Provided text Block Start

During Progressive Railroading’s “Rail Car Counts 2007” Webinar held yesterday, Kolstad explained that, although demand is down for every car type save for one — tank cars — and deliveries only totaled 11,000 units in the first quarter, economic conditions and the car market climate indicate deliveries will reach the low 60,000s by year’s end.

A Progressive Railroading columnist, Kolstad in October had predicted ’07 deliveries would total 65,000 units.

“We pulled 4,000 intermodal cars out,” he said. “There won’t be 10,000 double-stack wells produced this year.”

Declining rail traffic, a softening economy and gradually increasing train speeds are affecting demand for every car type. Only the explosive growth of ethanol — an industry that has the capacity to produce 6 billion gallons now and will have the capability to produce 12.5 billion gallons by 2008’s end — is sustaining the rail-car industry for now, said Kolstad.

“It’s growing faster than anyone could have predicted,” he said.

So much so, the three companies that build tank cars likely will produce 18,500 units this year compared with 14,000 in 2006.

“They might even churn out 20,000 this year, all due to the ethanol industry,” said Kolstad.

However, coal car demand is down — along with railroads’ 1 percent dip in coal traffic through April — primarily because of a large drop in coal usage by eastern utilities. And demand is sluggish for various types of hopper cars.

Although Kolstad is confident his delivery projection will be met come December, the car market can’t afford another weak quarter in ‘07.

“Eleven-thousand is low,” he said. “If there isn’t any improvement in the coming quarters, the prospects will be dim for 2008.”

Provided text Block End
Record extracts Block Start

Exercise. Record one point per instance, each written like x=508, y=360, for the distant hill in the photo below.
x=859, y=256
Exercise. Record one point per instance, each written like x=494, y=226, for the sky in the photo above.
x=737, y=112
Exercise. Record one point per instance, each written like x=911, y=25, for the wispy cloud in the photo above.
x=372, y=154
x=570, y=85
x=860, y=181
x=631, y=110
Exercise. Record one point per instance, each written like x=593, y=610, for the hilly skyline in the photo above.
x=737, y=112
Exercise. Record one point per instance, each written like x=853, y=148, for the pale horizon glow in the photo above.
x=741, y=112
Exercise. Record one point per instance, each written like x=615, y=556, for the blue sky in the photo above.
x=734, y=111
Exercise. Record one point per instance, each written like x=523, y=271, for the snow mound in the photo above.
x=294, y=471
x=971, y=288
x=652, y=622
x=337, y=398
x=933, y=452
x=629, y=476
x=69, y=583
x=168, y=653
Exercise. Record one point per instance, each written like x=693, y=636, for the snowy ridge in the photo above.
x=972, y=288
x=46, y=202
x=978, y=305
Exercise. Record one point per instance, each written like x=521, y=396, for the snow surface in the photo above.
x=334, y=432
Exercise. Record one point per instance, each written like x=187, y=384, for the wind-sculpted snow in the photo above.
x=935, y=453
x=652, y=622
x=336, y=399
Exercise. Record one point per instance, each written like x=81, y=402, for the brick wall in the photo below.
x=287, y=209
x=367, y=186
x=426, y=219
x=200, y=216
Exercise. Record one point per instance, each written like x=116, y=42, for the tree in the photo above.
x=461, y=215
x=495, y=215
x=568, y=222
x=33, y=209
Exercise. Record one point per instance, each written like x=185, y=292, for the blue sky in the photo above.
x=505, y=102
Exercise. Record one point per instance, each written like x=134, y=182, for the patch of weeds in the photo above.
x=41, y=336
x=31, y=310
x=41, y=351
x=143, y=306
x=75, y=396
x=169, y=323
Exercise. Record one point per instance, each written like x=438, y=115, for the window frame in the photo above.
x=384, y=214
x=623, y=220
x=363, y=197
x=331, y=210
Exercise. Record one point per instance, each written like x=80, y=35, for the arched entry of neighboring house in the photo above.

Record extracts Block End

_What to work on_:
A - Decide whether each statement agrees with the rail car article, answering yes or no and quoting the deciding words: (i) Demand for tank cars is down. (ii) In October, Kolstad predicted that ’07 deliveries would total 65,000 units. (iii) Coal car demand is down mainly because of a large drop in coal usage by western utilities.
B - Extract the passage of the rail car article from "However, coal car" up to and including "quarter in ‘07.".

_Outputs for the tasks_:
A -
(i) No: "demand is down for every car type save for one — tank cars"
(ii) Yes: "Kolstad in October had predicted ’07 deliveries would total 65,000 units"
(iii) No: "primarily because of a large drop in coal usage by eastern utilities"

B -
However, coal car demand is down — along with railroads’ 1 percent dip in coal traffic through April — primarily because of a large drop in coal usage by eastern utilities. And demand is sluggish for various types of hopper cars.

Although Kolstad is confident his delivery projection will be met come December, the car market can’t afford another weak quarter in ‘07.